Objective — Extract the portion of the passage on unifying theories of freedom from "In face of this" up to and including "language of freedom.", reproducing it word for word.

Excerpted passage —
::::

The argument for this methodological claim is that the data in each of two connected domains may leave the choice of theory in that domain severely underdetermined, while the data in the domains taken together do much to constrain the choice of a single, comprehensive theory. The data in each of the separate domains may be consistent with multiple, more or less satisfactory equilibria, and yet the data in the domains taken together be consistent with only one equilibrium, or with a small family of equilibria. When we put the domains together, then we constrain the views to be defended in each domain, not just by the intuitions available in that area, but also by the intuitions available in the other domain. We ensure that there are more constraints on a satisfactory theory and we may thereby reduce the number of equally plausible candidates to a very few, or even to a singleton.

The lesson of this observation is that while domain-specific intuitions may be consistent with many theories of free will, and domain-specific intuitions consistent with many theories of political liberty, the combination of those sets of intuitions is capable of significantly constraining the choice of a single, unified theory of freedom. And this in fact is how I think it is.

There are many theories of free will, and many theories of political liberty, and little prospect in either area of definitively eliminating any of those options. The intuitions that guide theories of free will bear on what it means to say that an agent could have done otherwise, on what is involved in thinking that an agent authors an action in his or her own name, on what it is for an agent to be responsible for an action, and so on. And those intuitions have proven capable of being multiply interpreted and more or less satisfactorily systematized. The intuitions that guide theories of political liberty relate to whether raising the cost of an option inhibits an agent in the same way as the removal of an option, on whether we can say that natural obstacles as well as human beings interfere with choice, on whether a person can be unfree without suffering actual interference, and the like. And again those intuitions have lent themselves to a multiplicity of theoretical constructions.

In face of this underdetermination of theory in the two areas, it makes good sense to go back to the conceptual connection between free will and political liberty and to look into the prospects of a single, unified theory of freedom in general. And that is what I do in this book. I try to construct a theory that will bear at once on issues of free will and political liberty, and on the connections between the two. I seek out a theory that construes free will in such a way that it supports a defensible line on political liberty, and a theory that interprets political liberty in a way that fits with the line defended on free will. I seek a theory, in other words, that is constrained in each of its parts by the implications of that part across all the areas, psychological and political, in which we use the language of freedom.

::::

Dataset content —
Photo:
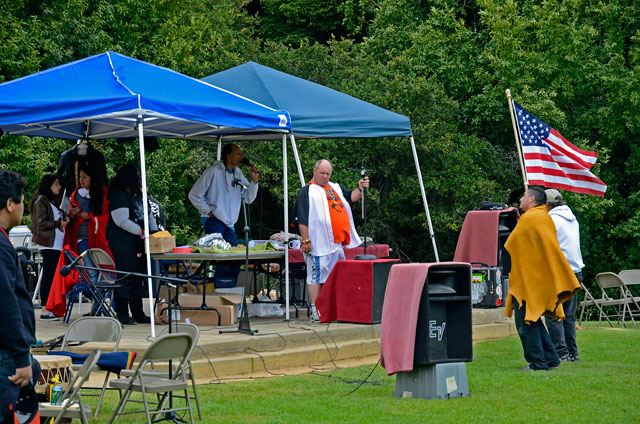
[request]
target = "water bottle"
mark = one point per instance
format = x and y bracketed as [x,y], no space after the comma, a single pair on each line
[56,392]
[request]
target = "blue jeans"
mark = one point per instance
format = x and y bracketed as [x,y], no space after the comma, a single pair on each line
[536,343]
[8,368]
[224,275]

::::

Reply —
In face of this underdetermination of theory in the two areas, it makes good sense to go back to the conceptual connection between free will and political liberty and to look into the prospects of a single, unified theory of freedom in general. And that is what I do in this book. I try to construct a theory that will bear at once on issues of free will and political liberty, and on the connections between the two. I seek out a theory that construes free will in such a way that it supports a defensible line on political liberty, and a theory that interprets political liberty in a way that fits with the line defended on free will. I seek a theory, in other words, that is constrained in each of its parts by the implications of that part across all the areas, psychological and political, in which we use the language of freedom.